TASK DESCRIPTION: Copy each line in the data that includes the word "with".

INPUT RECORDS:

= = =

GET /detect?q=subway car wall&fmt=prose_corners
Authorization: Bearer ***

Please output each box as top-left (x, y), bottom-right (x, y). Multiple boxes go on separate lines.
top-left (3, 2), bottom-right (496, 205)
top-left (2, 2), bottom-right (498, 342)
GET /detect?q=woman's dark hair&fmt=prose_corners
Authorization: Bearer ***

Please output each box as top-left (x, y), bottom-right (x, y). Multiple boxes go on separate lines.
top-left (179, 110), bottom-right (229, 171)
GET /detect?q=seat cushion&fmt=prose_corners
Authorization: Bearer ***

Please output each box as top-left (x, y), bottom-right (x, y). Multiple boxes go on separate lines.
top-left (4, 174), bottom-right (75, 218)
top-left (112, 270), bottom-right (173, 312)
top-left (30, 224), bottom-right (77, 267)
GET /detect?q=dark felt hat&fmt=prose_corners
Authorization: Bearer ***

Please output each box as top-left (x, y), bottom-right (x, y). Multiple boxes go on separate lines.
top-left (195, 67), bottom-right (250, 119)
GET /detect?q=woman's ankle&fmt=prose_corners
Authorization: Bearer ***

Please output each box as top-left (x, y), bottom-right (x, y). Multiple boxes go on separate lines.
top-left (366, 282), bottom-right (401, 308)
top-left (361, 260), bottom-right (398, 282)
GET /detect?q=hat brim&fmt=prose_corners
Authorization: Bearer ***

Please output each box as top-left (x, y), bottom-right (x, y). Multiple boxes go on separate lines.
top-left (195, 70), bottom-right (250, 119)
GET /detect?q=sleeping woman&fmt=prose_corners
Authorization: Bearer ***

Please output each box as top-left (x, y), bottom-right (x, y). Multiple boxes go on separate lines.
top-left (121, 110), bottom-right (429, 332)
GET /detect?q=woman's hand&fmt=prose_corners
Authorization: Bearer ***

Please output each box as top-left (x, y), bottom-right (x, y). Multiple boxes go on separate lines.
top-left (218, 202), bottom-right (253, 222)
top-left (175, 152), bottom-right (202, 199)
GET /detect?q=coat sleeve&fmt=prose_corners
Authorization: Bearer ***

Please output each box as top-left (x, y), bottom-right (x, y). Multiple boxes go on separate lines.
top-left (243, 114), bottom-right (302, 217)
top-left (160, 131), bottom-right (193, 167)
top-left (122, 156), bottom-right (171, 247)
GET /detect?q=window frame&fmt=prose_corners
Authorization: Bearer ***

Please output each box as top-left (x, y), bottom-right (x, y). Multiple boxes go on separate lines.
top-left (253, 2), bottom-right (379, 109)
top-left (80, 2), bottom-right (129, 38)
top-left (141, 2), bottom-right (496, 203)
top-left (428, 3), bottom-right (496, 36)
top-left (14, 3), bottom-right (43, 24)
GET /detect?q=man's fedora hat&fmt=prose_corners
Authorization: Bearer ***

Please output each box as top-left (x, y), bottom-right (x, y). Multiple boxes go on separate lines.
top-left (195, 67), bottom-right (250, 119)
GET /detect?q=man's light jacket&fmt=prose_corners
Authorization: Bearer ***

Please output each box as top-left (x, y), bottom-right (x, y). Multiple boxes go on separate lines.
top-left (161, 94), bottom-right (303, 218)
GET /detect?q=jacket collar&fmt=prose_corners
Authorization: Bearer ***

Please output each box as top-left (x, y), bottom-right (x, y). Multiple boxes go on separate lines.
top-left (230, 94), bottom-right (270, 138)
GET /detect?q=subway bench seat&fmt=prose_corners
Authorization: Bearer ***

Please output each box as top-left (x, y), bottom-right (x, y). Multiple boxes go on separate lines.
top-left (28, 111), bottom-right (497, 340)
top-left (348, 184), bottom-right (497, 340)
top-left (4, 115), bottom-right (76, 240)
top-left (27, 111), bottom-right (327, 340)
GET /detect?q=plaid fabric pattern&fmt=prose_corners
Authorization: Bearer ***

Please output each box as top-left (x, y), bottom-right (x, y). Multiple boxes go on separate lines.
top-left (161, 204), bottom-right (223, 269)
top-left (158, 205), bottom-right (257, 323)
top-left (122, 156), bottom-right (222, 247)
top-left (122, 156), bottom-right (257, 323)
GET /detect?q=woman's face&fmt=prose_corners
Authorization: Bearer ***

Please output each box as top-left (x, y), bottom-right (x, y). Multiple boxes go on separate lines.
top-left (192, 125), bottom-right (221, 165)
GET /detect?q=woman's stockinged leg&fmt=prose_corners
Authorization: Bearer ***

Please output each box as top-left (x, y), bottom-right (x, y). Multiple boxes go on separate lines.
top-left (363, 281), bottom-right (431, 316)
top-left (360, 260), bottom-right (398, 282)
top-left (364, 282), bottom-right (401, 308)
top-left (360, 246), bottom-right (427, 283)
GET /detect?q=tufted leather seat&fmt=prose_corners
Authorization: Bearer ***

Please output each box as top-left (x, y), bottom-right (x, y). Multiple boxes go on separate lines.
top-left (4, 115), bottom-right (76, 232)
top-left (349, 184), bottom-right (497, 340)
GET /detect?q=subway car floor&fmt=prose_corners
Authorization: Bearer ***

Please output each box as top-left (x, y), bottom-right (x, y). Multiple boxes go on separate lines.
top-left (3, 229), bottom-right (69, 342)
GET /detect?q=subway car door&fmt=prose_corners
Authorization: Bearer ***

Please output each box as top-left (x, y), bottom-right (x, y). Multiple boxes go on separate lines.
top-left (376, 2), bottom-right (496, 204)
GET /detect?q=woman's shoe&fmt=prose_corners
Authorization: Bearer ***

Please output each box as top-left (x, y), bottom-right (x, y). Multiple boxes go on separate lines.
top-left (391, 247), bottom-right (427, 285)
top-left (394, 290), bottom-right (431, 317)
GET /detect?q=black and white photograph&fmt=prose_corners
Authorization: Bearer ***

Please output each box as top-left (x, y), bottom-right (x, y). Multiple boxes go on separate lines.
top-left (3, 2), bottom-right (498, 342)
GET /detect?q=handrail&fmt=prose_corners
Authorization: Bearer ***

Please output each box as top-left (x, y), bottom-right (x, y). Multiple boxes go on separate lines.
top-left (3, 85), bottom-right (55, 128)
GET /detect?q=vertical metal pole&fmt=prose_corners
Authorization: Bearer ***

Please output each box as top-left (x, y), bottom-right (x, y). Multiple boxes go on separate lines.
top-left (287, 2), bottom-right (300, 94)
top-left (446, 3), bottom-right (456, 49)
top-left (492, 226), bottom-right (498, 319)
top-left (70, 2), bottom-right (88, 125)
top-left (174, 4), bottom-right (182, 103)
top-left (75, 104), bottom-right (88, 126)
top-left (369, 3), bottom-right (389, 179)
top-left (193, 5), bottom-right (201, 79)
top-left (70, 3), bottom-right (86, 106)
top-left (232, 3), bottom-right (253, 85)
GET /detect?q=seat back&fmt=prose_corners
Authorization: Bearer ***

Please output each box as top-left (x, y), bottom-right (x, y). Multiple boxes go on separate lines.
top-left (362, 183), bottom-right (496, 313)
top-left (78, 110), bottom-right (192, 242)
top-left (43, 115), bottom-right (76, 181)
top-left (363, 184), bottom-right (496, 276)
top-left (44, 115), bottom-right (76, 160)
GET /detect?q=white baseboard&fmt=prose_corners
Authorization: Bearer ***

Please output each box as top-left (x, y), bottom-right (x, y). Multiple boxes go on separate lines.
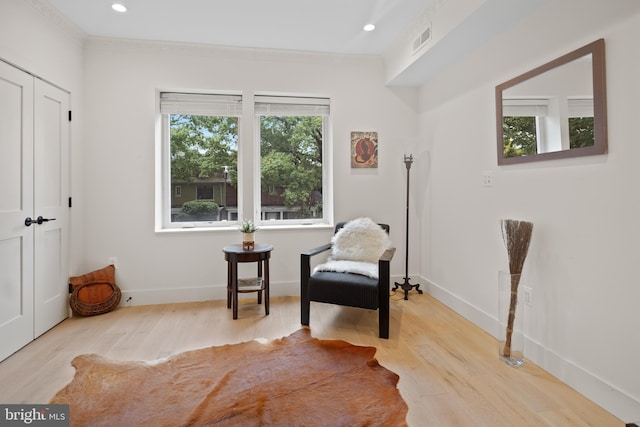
top-left (118, 280), bottom-right (300, 307)
top-left (525, 338), bottom-right (640, 423)
top-left (419, 275), bottom-right (640, 423)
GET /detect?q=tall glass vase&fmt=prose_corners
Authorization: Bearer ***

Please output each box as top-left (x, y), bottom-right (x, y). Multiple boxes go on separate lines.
top-left (498, 270), bottom-right (525, 367)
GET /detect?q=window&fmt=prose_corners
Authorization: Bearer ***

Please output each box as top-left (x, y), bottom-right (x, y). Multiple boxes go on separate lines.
top-left (567, 97), bottom-right (595, 149)
top-left (503, 96), bottom-right (595, 156)
top-left (159, 92), bottom-right (241, 227)
top-left (502, 98), bottom-right (548, 157)
top-left (196, 185), bottom-right (214, 200)
top-left (157, 92), bottom-right (332, 231)
top-left (255, 96), bottom-right (330, 225)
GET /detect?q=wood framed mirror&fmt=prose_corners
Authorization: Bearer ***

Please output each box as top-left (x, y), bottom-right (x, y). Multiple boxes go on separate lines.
top-left (496, 39), bottom-right (607, 165)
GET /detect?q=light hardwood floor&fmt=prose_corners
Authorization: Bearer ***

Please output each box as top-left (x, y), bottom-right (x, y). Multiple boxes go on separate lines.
top-left (0, 291), bottom-right (623, 426)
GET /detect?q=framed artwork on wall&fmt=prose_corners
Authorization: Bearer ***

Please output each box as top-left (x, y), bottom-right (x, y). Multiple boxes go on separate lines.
top-left (351, 131), bottom-right (378, 168)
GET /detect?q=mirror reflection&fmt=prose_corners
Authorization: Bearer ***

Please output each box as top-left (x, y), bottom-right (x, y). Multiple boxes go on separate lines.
top-left (496, 39), bottom-right (607, 165)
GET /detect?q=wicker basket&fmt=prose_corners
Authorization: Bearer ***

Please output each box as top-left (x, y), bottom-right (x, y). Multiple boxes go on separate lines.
top-left (70, 281), bottom-right (122, 316)
top-left (69, 265), bottom-right (122, 316)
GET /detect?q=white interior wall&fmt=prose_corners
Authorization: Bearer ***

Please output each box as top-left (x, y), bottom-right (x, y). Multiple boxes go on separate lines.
top-left (82, 38), bottom-right (419, 304)
top-left (417, 0), bottom-right (640, 420)
top-left (0, 0), bottom-right (85, 278)
top-left (5, 0), bottom-right (638, 421)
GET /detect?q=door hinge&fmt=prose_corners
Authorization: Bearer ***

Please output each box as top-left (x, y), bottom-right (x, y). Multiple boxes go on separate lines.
top-left (68, 110), bottom-right (72, 122)
top-left (68, 197), bottom-right (72, 208)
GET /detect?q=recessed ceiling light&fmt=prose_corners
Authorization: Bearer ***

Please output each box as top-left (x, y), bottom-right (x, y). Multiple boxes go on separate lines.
top-left (112, 3), bottom-right (127, 13)
top-left (363, 24), bottom-right (376, 32)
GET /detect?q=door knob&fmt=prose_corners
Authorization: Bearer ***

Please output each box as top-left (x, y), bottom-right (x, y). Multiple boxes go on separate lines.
top-left (36, 216), bottom-right (56, 224)
top-left (24, 216), bottom-right (56, 226)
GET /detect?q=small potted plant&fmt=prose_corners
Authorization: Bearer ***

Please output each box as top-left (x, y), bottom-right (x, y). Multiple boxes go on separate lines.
top-left (239, 219), bottom-right (258, 250)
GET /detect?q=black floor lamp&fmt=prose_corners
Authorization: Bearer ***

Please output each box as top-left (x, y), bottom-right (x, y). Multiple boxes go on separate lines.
top-left (393, 154), bottom-right (423, 300)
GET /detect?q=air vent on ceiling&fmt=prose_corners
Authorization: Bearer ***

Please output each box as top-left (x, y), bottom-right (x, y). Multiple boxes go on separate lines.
top-left (412, 24), bottom-right (432, 54)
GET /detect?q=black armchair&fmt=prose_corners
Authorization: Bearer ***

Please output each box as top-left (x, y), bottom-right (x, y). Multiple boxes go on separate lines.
top-left (300, 221), bottom-right (395, 339)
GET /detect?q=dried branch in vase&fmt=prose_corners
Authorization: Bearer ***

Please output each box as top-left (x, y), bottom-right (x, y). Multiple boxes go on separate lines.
top-left (500, 219), bottom-right (533, 359)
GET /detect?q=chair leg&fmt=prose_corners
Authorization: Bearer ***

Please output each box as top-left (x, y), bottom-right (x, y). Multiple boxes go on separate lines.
top-left (301, 254), bottom-right (311, 325)
top-left (301, 299), bottom-right (310, 326)
top-left (378, 305), bottom-right (389, 339)
top-left (378, 257), bottom-right (391, 339)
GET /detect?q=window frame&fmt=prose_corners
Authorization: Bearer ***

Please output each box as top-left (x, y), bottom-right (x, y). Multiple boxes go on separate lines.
top-left (157, 91), bottom-right (242, 231)
top-left (155, 91), bottom-right (333, 233)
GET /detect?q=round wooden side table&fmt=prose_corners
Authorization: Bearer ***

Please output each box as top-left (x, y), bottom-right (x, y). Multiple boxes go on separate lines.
top-left (223, 243), bottom-right (273, 319)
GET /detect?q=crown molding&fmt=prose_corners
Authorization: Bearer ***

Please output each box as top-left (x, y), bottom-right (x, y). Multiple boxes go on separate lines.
top-left (22, 0), bottom-right (86, 45)
top-left (86, 36), bottom-right (381, 66)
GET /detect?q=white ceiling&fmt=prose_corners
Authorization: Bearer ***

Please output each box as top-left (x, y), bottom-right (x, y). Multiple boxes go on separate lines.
top-left (46, 0), bottom-right (438, 56)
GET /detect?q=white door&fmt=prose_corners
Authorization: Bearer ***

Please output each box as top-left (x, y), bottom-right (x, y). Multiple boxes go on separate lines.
top-left (0, 61), bottom-right (35, 362)
top-left (33, 78), bottom-right (70, 337)
top-left (0, 62), bottom-right (70, 361)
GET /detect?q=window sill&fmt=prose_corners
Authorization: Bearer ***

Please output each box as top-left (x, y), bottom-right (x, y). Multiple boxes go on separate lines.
top-left (155, 222), bottom-right (333, 234)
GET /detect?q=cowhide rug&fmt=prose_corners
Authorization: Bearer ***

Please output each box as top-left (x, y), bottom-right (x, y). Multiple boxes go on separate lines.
top-left (50, 329), bottom-right (408, 426)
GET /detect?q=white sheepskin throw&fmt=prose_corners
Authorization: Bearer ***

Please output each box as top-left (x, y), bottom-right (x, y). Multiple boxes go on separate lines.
top-left (330, 217), bottom-right (392, 263)
top-left (313, 260), bottom-right (379, 279)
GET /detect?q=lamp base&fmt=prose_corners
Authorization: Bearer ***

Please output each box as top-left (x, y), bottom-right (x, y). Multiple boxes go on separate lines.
top-left (393, 277), bottom-right (423, 300)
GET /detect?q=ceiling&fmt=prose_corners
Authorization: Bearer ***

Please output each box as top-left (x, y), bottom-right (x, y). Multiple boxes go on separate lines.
top-left (46, 0), bottom-right (439, 56)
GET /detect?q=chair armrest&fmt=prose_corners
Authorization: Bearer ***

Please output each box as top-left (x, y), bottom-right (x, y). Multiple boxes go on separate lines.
top-left (377, 247), bottom-right (395, 339)
top-left (378, 247), bottom-right (395, 288)
top-left (301, 242), bottom-right (332, 325)
top-left (301, 243), bottom-right (332, 258)
top-left (301, 243), bottom-right (331, 293)
top-left (379, 247), bottom-right (395, 263)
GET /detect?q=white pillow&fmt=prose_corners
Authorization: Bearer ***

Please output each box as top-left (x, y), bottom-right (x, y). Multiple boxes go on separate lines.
top-left (330, 217), bottom-right (392, 263)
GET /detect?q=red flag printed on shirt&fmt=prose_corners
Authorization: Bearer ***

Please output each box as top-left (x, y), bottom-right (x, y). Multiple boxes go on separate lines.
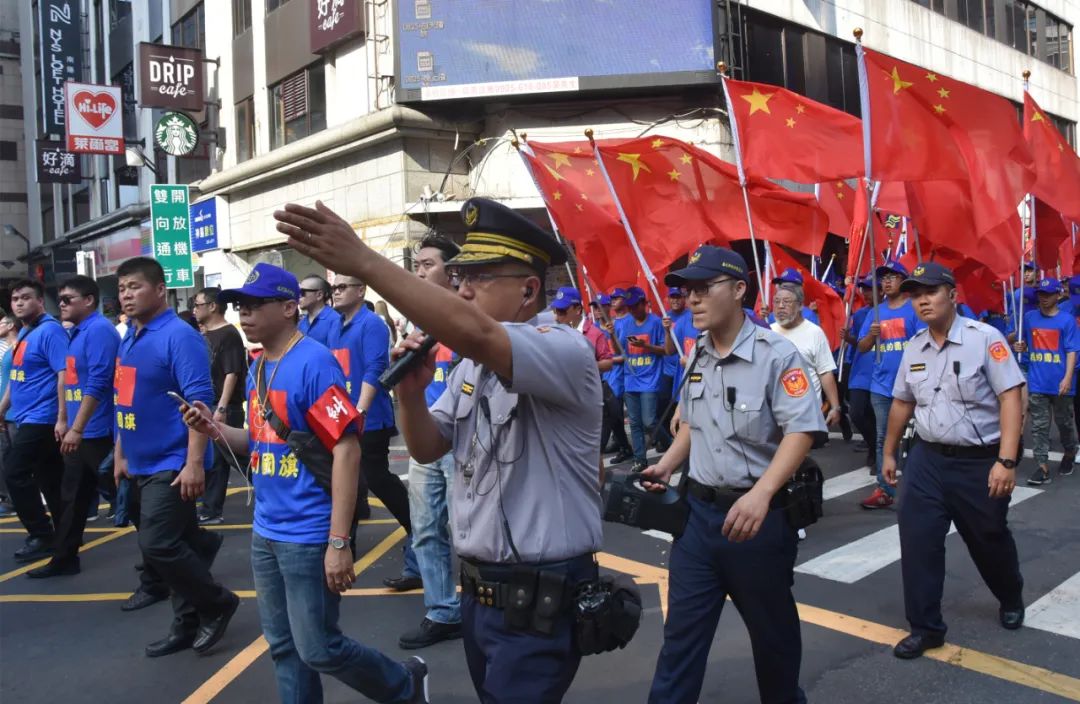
top-left (331, 348), bottom-right (350, 376)
top-left (248, 389), bottom-right (289, 444)
top-left (64, 356), bottom-right (79, 385)
top-left (114, 363), bottom-right (136, 407)
top-left (1032, 328), bottom-right (1060, 352)
top-left (306, 385), bottom-right (360, 451)
top-left (879, 317), bottom-right (907, 341)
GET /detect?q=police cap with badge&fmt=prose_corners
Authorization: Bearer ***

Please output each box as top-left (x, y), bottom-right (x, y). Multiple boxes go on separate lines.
top-left (665, 245), bottom-right (750, 286)
top-left (447, 197), bottom-right (567, 273)
top-left (899, 261), bottom-right (956, 293)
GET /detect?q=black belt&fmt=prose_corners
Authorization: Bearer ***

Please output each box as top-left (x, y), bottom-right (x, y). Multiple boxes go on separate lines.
top-left (916, 437), bottom-right (999, 459)
top-left (685, 478), bottom-right (784, 511)
top-left (459, 554), bottom-right (595, 609)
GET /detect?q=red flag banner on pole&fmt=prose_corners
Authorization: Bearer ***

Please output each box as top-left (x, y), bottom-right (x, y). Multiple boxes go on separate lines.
top-left (1033, 198), bottom-right (1072, 271)
top-left (1024, 92), bottom-right (1080, 222)
top-left (817, 180), bottom-right (857, 237)
top-left (593, 136), bottom-right (830, 261)
top-left (722, 76), bottom-right (864, 182)
top-left (519, 140), bottom-right (640, 291)
top-left (859, 47), bottom-right (1035, 244)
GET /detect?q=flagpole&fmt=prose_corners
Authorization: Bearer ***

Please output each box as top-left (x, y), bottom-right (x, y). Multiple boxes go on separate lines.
top-left (586, 129), bottom-right (685, 360)
top-left (720, 68), bottom-right (769, 307)
top-left (514, 137), bottom-right (579, 286)
top-left (836, 227), bottom-right (873, 384)
top-left (821, 253), bottom-right (836, 283)
top-left (855, 29), bottom-right (884, 363)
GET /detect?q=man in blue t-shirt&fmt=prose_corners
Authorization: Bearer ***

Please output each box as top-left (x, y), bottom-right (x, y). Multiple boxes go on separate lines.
top-left (1012, 277), bottom-right (1080, 485)
top-left (113, 257), bottom-right (238, 658)
top-left (655, 287), bottom-right (688, 453)
top-left (331, 274), bottom-right (417, 587)
top-left (856, 260), bottom-right (925, 509)
top-left (0, 279), bottom-right (68, 563)
top-left (618, 286), bottom-right (667, 472)
top-left (27, 276), bottom-right (121, 578)
top-left (298, 275), bottom-right (340, 347)
top-left (185, 263), bottom-right (428, 702)
top-left (842, 277), bottom-right (878, 469)
top-left (0, 314), bottom-right (20, 517)
top-left (593, 294), bottom-right (633, 462)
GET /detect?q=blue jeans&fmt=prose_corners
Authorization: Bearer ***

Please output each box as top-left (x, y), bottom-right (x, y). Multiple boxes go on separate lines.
top-left (625, 390), bottom-right (659, 463)
top-left (870, 393), bottom-right (897, 497)
top-left (250, 533), bottom-right (413, 704)
top-left (407, 452), bottom-right (460, 624)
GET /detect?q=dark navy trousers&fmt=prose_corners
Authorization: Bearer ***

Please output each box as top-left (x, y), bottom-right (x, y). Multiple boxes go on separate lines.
top-left (898, 442), bottom-right (1024, 637)
top-left (461, 558), bottom-right (596, 703)
top-left (649, 495), bottom-right (805, 704)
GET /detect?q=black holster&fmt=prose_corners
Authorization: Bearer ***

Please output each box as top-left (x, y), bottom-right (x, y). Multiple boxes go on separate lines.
top-left (573, 574), bottom-right (643, 656)
top-left (780, 457), bottom-right (824, 530)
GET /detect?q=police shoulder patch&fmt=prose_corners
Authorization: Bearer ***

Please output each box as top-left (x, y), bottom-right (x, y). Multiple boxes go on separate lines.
top-left (780, 367), bottom-right (810, 398)
top-left (909, 362), bottom-right (927, 372)
top-left (989, 340), bottom-right (1009, 362)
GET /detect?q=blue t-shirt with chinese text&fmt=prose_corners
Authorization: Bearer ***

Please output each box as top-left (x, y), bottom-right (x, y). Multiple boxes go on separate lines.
top-left (332, 306), bottom-right (395, 432)
top-left (249, 337), bottom-right (359, 544)
top-left (115, 309), bottom-right (215, 474)
top-left (671, 311), bottom-right (699, 391)
top-left (662, 308), bottom-right (689, 378)
top-left (603, 313), bottom-right (632, 398)
top-left (620, 313), bottom-right (665, 393)
top-left (1023, 309), bottom-right (1080, 395)
top-left (65, 311), bottom-right (121, 439)
top-left (858, 300), bottom-right (925, 398)
top-left (9, 313), bottom-right (67, 425)
top-left (847, 307), bottom-right (874, 392)
top-left (299, 305), bottom-right (340, 349)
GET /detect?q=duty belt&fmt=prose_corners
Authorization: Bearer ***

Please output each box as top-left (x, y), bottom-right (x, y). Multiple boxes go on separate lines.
top-left (915, 436), bottom-right (999, 460)
top-left (459, 554), bottom-right (595, 609)
top-left (685, 477), bottom-right (785, 511)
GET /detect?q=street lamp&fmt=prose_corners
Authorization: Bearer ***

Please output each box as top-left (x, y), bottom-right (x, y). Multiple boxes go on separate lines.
top-left (125, 144), bottom-right (157, 175)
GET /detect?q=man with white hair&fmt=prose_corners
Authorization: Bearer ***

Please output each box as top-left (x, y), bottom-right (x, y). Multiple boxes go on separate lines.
top-left (771, 283), bottom-right (840, 427)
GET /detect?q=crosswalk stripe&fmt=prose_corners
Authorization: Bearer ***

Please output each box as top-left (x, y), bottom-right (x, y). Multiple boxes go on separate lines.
top-left (1025, 572), bottom-right (1080, 639)
top-left (795, 486), bottom-right (1042, 584)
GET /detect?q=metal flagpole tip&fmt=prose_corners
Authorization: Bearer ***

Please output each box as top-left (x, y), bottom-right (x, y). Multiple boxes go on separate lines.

= = =

YOUR RESPONSE:
GET /detect?q=police cap with badge&fmt=prose_corners
GET /detect?q=blue t-shirt with chinese text&fmt=prose_corners
GET /detect?q=man with white hair&fmt=prose_corners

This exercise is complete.